I have read the Dragon Prince series and also the Dragon Star series. I must say I preferred the first series to the second. I have also read the Ruins of Ambrai and to be honest I found it very dificult to get into. J |
I've read the first book and a half of Dragon Prince. I like it, especially the rialla (I guess because it seemed somewhat exotic). I found it a bit slow at first, but breezed through the last half of the first book.
I've also read both Ambrai books, and of the series, this one is my favorite, by far. I like the complexity of the overlapping story lines and family trees. I like how personable Rawn is. She does post from time to time on her official website forum, which most authors don't take the time to do. She seems like a lot of fun as a person. Over there the following can get quite rabid at times. Rawn fans are a protective lot, it seems. Many people around here don't like her books, or rate them only as okay. To each their own. I do like them. |
Me too. Melanie Rawn has been a staple part of my fantasy diet since she was first published. I love the worlds she has created, and I love the detail and intricacies of her stories.
I must admit though, to preferring the Dragon Prince and Dragon Star series over the Ruins of Ambrai. Most probably because I am a sucker for a good dragon story. All of her books are good, but they are heavy, indepth reading. |
I've read these books too, and I have to say I REALLY loved them. I know a lot don't around here, though (Melanie Yawn etc). ;) I particularly enjoyed the first series Dragon Prince because I thought Sioned and Rohan were fabulous characters - very colourful and complex. I can't say the same for Pol, and ?Meaghan - they just weren't anywhere near as engaging or likable.
The huge cast of characters can be a bit daunting at first. I found it helped to draw myself up a chart of the various characters and their relationship to each other (I know ...... I need to get a life :rolleyes: ), but it DID help to keep everything in context. I loved the gritty storyline - it was full of intrigue, romance, politics, action, brutality on occasion. I have also read the first two Exiles books and am waiting with thousands of others for her to finish the series off. I am enjoying this one too, but find the whole role reversal thing a bit unrealistic at times and just a bit too strange and 'niggling' sometimes. |
I agree wholeheartedly with the 'extensive cast of characters' bit.

◆ Material supplied:
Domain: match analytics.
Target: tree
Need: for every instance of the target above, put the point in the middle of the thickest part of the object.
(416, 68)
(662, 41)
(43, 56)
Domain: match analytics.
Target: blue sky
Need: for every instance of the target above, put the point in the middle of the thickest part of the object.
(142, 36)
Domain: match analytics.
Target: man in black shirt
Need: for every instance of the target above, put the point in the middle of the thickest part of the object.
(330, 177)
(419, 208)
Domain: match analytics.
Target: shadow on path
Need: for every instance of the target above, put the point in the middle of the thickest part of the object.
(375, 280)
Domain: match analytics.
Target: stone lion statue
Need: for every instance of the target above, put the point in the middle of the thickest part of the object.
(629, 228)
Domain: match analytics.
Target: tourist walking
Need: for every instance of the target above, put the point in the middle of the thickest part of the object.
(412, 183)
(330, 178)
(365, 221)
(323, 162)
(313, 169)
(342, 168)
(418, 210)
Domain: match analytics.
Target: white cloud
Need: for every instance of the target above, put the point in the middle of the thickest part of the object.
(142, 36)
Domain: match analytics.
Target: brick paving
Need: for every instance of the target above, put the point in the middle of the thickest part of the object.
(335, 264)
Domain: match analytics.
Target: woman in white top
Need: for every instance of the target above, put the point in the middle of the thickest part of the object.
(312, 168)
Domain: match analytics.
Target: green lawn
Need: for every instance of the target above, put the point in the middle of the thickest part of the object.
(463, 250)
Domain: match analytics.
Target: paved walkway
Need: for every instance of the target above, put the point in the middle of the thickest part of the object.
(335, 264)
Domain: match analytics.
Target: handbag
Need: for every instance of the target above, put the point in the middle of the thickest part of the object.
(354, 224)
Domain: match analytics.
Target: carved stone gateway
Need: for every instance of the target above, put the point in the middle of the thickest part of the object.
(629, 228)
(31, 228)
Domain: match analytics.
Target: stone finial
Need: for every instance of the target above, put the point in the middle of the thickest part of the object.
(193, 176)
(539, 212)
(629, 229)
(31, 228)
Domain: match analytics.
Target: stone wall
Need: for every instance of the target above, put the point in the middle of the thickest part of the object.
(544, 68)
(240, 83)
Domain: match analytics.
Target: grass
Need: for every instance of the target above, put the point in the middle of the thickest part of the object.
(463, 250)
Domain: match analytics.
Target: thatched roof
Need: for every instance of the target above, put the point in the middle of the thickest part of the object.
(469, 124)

◆ Goal of the exercise: Extract the forum discussion of Melanie Rawn's novels from the material above and reproduce all of it word for word.

◆ Task solution:
I have read the Dragon Prince series and also the Dragon Star series. I must say I preferred the first series to the second. I have also read the Ruins of Ambrai and to be honest I found it very dificult to get into. J |
I've read the first book and a half of Dragon Prince. I like it, especially the rialla (I guess because it seemed somewhat exotic). I found it a bit slow at first, but breezed through the last half of the first book.
I've also read both Ambrai books, and of the series, this one is my favorite, by far. I like the complexity of the overlapping story lines and family trees. I like how personable Rawn is. She does post from time to time on her official website forum, which most authors don't take the time to do. She seems like a lot of fun as a person. Over there the following can get quite rabid at times. Rawn fans are a protective lot, it seems. Many people around here don't like her books, or rate them only as okay. To each their own. I do like them. |
Me too. Melanie Rawn has been a staple part of my fantasy diet since she was first published. I love the worlds she has created, and I love the detail and intricacies of her stories.
I must admit though, to preferring the Dragon Prince and Dragon Star series over the Ruins of Ambrai. Most probably because I am a sucker for a good dragon story. All of her books are good, but they are heavy, indepth reading. |
I've read these books too, and I have to say I REALLY loved them. I know a lot don't around here, though (Melanie Yawn etc). ;) I particularly enjoyed the first series Dragon Prince because I thought Sioned and Rohan were fabulous characters - very colourful and complex. I can't say the same for Pol, and ?Meaghan - they just weren't anywhere near as engaging or likable.
The huge cast of characters can be a bit daunting at first. I found it helped to draw myself up a chart of the various characters and their relationship to each other (I know ...... I need to get a life :rolleyes: ), but it DID help to keep everything in context. I loved the gritty storyline - it was full of intrigue, romance, politics, action, brutality on occasion. I have also read the first two Exiles books and am waiting with thousands of others for her to finish the series off. I am enjoying this one too, but find the whole role reversal thing a bit unrealistic at times and just a bit too strange and 'niggling' sometimes. |
I agree wholeheartedly with the 'extensive cast of characters' bit.